■ SET PROBLEM
Please keep only the rows that contain the string "line", treating uppercase and lowercase as different, and copy each of those rows in full.

■ MATERIAL TO PROCESS
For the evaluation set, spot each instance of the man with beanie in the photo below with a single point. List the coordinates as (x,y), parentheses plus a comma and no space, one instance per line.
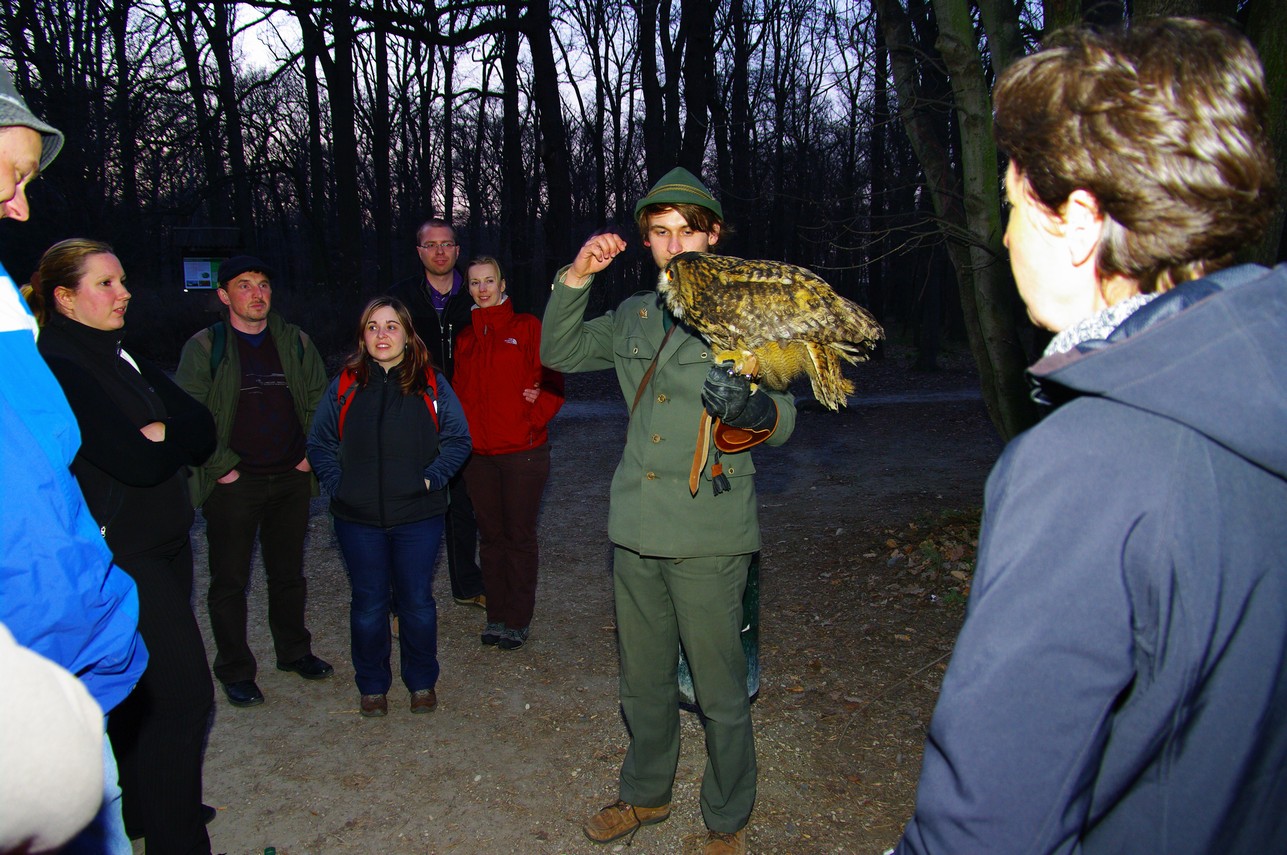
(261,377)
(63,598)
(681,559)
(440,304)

==

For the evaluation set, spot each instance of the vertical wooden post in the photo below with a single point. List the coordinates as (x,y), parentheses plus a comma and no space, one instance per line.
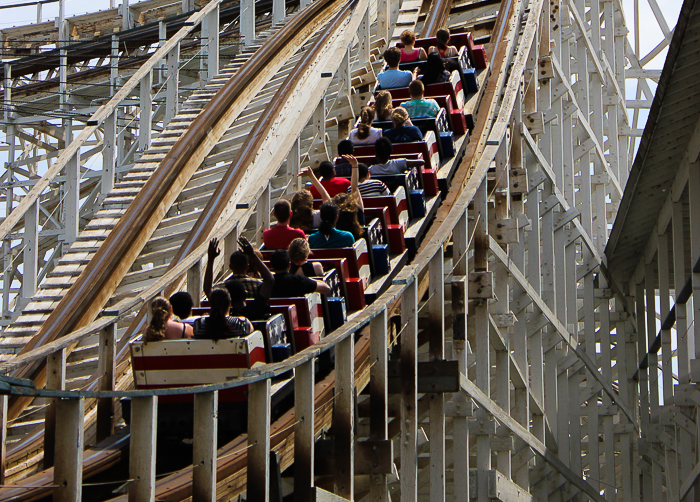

■ RESPONSE TO THE EXERCISE
For the evaluation set, spot each instance of the man with beanie in the photo below with a single point. List the coordinates as (x,y), parentheses plus a comma and no space, one instance per line.
For the evaluation set, spot each instance of the vertical wooden post in the photo below with a single point. List the coordinates as (x,y), parentheses plus a comma and no space, one instance per line.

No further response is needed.